WHAT YOU WILL DO:
• 1. Copy the passage on Ontario's greenhouse industry word for word. Begin at the words "Home to an estimated" and stop after "cucumbers, and peppers.".
• 2. In the passage on Ontario's greenhouse industry, what year was Ontario Greenhouse Vegetable Growers founded?

___ TEXT PROVIDED

Greenhouse production is a critical part of Canadian agriculture, and Ontario is the heart of the industry.
Valued at more than billion dollars annually, Ontario is by far the largest producer of greenhouse vegetables in the nation, representing nearly two-thirds of total farm gate value each year.
Home to an estimated 330 greenhouse vegetable farms, Ontario continues to see unprecedented growth in protected agriculture. Founded in 1967, Ontario Greenhouse Vegetable Growers (OGVG) is a not-for-profit organization representing approximately 220 provincial greenhouse growers that harvest tomatoes, cucumbers, and peppers.
According to OGVG, member growers use the latest advances in hydroponic technology, computerized climate control, and integrated pest management to protect their bounty.
One member of OGVG, Carl Mastronardi, president and CEO of Del Fresco Produce Ltd. BB #:194101 in Kingsville, agrees: “There’s no way you’ll ever control the bugs and the diseases outside like you can inside. In greenhouses, you can put nets on the windows and keep a lot of bugs out.”

______
___ DATA SUPPLIED

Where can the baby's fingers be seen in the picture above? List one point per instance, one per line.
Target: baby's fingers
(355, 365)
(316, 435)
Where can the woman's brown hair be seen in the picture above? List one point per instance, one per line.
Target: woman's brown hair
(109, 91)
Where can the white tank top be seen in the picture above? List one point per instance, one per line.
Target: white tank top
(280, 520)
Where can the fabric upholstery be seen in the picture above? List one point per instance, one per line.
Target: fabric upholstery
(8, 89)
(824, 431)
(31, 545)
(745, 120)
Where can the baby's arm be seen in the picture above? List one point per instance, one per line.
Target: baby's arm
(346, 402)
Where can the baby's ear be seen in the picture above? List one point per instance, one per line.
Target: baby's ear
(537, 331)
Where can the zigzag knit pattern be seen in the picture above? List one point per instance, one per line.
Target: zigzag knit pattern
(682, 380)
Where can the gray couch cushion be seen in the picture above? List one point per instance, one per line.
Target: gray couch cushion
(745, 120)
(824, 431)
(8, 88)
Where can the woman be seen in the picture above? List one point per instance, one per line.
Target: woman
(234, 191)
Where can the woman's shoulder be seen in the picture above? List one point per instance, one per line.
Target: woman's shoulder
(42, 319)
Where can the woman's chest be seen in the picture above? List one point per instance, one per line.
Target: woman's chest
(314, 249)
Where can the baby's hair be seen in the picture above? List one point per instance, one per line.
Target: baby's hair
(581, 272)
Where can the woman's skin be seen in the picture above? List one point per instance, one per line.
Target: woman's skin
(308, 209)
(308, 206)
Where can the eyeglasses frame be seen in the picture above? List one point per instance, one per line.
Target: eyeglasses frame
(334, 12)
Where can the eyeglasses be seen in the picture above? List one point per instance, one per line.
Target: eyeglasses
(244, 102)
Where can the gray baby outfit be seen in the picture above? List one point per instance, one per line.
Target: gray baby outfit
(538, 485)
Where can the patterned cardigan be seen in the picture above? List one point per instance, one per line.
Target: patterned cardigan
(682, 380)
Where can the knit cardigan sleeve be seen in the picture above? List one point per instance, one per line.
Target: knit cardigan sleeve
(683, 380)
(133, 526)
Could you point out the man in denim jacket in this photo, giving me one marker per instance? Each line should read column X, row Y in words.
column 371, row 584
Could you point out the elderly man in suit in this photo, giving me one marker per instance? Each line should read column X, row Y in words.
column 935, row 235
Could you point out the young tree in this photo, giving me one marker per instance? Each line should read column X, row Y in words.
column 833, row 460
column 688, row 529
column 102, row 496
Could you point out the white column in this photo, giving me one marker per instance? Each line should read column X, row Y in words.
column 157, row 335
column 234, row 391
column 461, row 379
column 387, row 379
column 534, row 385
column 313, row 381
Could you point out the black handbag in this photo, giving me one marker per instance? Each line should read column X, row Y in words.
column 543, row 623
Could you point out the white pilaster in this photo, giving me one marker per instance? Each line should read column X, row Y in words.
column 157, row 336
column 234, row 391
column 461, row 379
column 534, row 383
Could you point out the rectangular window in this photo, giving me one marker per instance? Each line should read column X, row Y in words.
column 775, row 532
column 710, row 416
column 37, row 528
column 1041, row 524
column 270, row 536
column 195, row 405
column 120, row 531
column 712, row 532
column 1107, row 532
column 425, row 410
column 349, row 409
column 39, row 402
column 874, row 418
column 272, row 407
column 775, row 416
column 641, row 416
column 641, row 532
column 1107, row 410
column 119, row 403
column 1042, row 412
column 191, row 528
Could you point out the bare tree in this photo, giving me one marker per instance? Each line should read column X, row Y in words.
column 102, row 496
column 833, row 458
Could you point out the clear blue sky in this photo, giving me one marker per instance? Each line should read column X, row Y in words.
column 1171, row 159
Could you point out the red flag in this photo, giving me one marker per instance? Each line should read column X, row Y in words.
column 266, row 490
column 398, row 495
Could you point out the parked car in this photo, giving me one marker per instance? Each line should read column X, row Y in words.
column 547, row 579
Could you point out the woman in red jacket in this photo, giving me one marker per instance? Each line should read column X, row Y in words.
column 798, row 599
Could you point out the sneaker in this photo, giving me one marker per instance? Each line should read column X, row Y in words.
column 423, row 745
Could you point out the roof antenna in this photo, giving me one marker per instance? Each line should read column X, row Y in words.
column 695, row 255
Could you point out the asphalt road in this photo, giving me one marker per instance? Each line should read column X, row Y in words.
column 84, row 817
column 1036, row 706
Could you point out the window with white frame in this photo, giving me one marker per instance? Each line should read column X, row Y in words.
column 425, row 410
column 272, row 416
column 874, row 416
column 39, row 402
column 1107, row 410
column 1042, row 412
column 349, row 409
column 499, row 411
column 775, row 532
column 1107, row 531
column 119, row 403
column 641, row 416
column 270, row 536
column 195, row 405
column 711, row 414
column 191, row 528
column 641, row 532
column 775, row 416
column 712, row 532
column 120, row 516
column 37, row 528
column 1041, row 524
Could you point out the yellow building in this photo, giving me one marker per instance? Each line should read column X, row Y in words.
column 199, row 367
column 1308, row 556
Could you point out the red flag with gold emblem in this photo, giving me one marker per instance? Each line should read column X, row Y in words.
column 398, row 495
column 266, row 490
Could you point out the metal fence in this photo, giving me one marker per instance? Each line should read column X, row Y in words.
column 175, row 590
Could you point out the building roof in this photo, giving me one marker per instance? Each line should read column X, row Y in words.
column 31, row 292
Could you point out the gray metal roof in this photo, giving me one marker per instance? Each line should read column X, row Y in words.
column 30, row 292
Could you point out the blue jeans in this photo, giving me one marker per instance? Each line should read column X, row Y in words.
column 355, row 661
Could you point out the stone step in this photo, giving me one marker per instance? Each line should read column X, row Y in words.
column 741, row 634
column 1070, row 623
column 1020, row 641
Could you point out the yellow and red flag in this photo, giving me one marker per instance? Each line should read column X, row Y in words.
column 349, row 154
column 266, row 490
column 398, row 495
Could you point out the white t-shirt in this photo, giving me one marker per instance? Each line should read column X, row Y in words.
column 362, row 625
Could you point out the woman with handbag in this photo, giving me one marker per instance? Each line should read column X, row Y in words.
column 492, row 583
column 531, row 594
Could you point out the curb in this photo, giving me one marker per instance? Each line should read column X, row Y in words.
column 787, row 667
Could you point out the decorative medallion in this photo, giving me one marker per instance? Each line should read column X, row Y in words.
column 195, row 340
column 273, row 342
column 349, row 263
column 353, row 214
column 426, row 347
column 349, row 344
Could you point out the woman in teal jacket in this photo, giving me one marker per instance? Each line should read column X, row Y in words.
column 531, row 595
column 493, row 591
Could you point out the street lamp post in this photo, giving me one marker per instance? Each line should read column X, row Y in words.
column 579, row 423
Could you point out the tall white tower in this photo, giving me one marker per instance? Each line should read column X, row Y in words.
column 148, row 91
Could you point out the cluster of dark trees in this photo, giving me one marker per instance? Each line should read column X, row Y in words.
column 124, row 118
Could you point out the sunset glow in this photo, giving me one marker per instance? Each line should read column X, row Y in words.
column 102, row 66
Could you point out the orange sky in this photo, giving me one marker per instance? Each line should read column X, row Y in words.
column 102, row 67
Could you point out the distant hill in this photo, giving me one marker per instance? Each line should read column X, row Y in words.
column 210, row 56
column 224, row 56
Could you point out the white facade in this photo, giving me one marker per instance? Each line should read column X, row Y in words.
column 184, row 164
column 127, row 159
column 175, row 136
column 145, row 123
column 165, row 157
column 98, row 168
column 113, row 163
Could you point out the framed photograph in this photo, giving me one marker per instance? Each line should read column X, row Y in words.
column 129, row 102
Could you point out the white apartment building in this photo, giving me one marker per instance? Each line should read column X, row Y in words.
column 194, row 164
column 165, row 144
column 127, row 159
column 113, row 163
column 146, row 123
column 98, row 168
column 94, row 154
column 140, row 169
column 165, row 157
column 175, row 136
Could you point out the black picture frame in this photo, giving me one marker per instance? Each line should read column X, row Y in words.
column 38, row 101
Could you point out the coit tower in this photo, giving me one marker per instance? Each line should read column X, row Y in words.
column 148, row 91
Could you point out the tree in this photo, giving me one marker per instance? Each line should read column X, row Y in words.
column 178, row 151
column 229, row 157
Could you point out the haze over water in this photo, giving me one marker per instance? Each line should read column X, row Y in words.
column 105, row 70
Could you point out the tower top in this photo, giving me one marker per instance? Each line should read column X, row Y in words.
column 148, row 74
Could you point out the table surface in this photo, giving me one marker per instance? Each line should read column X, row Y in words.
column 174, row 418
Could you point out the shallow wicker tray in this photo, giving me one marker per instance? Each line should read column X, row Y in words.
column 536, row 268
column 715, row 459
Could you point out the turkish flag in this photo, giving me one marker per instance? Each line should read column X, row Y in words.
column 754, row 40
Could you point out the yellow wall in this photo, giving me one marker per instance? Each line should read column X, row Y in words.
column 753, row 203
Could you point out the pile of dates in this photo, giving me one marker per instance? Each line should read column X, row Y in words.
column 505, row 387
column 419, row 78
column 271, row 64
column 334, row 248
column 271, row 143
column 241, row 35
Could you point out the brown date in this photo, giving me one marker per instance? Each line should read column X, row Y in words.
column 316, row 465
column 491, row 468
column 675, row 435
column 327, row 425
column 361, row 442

______

TASK-BY-TASK SOLUTIONS:
• 1.
Home to an estimated 330 greenhouse vegetable farms, Ontario continues to see unprecedented growth in protected agriculture. Founded in 1967, Ontario Greenhouse Vegetable Growers (OGVG) is a not-for-profit organization representing approximately 220 provincial greenhouse growers that harvest tomatoes, cucumbers, and peppers.

• 2. 1967